Go through the material and tally the lines containing the string "below". Give the total alone.

• MATERIAL FOR THIS TASK
- - - -
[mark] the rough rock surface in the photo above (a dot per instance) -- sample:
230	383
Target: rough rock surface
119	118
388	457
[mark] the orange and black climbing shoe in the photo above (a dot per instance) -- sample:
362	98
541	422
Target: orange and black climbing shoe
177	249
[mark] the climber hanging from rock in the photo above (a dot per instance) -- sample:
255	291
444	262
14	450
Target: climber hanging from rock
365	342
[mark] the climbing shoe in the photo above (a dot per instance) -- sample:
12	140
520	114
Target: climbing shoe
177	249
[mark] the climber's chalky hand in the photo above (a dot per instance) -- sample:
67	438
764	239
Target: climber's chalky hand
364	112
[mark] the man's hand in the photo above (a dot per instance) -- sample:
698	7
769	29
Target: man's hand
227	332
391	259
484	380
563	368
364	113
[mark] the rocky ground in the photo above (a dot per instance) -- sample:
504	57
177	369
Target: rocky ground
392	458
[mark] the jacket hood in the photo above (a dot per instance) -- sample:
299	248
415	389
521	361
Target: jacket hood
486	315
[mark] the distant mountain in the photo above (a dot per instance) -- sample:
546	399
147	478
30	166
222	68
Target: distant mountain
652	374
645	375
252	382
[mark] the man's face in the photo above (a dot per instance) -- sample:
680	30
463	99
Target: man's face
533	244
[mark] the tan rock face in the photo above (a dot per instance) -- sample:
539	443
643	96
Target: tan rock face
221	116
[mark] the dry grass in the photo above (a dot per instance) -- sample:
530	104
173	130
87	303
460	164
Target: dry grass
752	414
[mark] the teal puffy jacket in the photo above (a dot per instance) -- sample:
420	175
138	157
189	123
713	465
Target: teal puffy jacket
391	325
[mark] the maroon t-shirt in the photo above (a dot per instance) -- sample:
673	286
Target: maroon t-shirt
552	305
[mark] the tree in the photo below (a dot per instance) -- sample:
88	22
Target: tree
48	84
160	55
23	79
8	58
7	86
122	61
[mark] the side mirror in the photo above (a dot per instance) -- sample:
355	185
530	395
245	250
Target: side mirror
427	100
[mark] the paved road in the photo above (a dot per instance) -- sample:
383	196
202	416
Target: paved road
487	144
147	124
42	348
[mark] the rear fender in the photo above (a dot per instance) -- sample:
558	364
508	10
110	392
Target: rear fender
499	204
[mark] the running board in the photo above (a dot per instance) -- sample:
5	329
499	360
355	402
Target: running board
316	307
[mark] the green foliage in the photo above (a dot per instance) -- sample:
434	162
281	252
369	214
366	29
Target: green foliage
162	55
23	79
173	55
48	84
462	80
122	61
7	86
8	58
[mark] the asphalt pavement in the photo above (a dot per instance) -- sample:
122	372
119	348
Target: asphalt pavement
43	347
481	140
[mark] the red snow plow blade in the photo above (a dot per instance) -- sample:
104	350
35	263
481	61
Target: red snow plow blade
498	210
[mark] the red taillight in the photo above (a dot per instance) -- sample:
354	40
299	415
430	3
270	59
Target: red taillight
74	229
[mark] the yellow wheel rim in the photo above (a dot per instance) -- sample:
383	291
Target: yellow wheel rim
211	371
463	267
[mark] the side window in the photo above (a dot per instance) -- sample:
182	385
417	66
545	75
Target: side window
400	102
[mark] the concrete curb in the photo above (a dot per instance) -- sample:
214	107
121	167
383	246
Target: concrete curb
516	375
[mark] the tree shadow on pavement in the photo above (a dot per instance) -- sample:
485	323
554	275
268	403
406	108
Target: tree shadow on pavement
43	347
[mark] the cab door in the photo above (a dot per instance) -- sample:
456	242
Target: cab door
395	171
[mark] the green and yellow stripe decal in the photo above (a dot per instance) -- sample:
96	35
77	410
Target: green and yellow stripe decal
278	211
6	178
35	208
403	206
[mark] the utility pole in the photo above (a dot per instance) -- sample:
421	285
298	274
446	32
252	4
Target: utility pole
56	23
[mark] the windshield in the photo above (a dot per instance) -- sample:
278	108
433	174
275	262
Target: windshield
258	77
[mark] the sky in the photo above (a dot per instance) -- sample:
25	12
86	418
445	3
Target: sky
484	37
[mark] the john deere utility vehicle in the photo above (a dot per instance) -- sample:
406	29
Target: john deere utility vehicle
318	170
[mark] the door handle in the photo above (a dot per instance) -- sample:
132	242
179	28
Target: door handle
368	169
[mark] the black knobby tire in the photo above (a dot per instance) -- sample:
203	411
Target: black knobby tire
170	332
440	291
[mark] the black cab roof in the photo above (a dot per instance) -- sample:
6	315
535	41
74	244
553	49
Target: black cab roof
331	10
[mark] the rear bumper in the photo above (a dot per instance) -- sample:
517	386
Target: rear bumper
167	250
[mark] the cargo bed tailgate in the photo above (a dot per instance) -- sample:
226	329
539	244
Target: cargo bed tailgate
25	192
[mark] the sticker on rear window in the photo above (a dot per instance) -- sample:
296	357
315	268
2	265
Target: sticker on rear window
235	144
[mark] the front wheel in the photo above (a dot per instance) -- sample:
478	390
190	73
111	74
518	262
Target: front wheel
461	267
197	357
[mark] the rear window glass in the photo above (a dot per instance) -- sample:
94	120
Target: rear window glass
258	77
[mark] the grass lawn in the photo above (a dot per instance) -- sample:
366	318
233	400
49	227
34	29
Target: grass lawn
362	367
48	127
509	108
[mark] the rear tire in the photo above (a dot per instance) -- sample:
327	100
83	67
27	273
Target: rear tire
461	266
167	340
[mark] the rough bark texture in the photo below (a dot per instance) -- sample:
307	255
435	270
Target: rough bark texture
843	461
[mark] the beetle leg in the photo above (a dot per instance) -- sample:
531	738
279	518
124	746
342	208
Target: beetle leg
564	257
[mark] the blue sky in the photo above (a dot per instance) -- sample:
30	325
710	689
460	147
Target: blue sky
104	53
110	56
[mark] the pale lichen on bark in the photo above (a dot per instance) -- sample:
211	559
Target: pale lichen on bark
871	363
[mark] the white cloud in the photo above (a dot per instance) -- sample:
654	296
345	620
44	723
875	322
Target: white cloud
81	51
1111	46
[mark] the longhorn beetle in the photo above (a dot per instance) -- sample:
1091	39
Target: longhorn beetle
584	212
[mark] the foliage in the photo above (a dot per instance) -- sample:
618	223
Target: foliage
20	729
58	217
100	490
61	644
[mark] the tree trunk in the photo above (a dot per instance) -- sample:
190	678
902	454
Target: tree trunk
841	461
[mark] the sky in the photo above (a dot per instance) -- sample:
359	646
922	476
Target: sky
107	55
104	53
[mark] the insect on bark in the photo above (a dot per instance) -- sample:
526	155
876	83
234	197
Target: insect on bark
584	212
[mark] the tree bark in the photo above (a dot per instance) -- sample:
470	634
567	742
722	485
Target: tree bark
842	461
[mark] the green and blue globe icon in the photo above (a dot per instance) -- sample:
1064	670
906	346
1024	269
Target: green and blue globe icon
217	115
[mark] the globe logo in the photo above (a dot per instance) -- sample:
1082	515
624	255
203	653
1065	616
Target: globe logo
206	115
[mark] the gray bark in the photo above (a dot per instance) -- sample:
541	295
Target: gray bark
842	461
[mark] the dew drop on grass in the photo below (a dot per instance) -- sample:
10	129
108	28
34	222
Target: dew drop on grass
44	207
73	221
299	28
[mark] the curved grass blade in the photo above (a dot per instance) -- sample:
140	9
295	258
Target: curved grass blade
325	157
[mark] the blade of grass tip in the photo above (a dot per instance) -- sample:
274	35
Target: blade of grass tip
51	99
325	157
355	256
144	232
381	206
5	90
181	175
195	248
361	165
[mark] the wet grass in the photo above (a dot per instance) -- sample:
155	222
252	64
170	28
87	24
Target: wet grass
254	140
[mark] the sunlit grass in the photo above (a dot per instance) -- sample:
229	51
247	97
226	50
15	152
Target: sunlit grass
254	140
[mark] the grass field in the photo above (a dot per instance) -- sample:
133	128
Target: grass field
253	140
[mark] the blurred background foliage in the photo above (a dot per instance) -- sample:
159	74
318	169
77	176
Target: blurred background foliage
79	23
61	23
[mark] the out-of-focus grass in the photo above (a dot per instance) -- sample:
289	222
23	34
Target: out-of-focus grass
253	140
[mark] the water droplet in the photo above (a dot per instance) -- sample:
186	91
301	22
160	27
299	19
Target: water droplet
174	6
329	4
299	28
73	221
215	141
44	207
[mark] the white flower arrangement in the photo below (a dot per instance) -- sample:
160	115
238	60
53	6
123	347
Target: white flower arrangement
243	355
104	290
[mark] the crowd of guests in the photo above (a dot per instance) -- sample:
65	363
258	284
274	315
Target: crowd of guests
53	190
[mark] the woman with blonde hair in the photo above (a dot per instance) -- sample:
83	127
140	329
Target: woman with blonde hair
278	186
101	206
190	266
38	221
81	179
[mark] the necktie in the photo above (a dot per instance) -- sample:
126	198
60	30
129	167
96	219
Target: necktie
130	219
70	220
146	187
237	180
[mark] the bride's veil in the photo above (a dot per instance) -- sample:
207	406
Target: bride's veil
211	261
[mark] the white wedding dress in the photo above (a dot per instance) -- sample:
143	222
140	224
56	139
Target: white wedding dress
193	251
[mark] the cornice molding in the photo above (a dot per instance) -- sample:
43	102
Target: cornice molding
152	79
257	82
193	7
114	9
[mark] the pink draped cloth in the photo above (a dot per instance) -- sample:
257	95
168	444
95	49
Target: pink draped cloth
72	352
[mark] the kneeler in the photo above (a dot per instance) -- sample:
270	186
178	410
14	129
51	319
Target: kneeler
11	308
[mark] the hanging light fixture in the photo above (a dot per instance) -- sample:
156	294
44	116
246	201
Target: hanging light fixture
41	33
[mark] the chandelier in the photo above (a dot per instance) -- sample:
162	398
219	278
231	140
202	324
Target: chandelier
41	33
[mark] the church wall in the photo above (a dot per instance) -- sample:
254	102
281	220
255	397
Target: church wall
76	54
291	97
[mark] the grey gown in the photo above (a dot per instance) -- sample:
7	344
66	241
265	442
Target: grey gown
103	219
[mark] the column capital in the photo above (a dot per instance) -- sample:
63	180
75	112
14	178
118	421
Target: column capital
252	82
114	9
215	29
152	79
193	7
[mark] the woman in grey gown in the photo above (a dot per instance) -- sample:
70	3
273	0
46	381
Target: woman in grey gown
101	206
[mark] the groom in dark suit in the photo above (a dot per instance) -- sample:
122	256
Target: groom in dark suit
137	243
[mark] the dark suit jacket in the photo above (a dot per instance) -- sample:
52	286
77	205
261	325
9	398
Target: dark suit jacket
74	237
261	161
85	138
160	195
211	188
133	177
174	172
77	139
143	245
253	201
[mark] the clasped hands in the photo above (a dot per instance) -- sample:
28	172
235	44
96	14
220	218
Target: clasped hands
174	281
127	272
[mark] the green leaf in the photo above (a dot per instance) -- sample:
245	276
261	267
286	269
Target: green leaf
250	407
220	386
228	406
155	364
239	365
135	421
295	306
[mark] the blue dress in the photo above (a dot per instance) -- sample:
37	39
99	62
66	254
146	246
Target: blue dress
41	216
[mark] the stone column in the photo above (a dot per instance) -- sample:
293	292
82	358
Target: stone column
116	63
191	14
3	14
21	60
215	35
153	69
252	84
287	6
- - - -
• RESPONSE BOX
4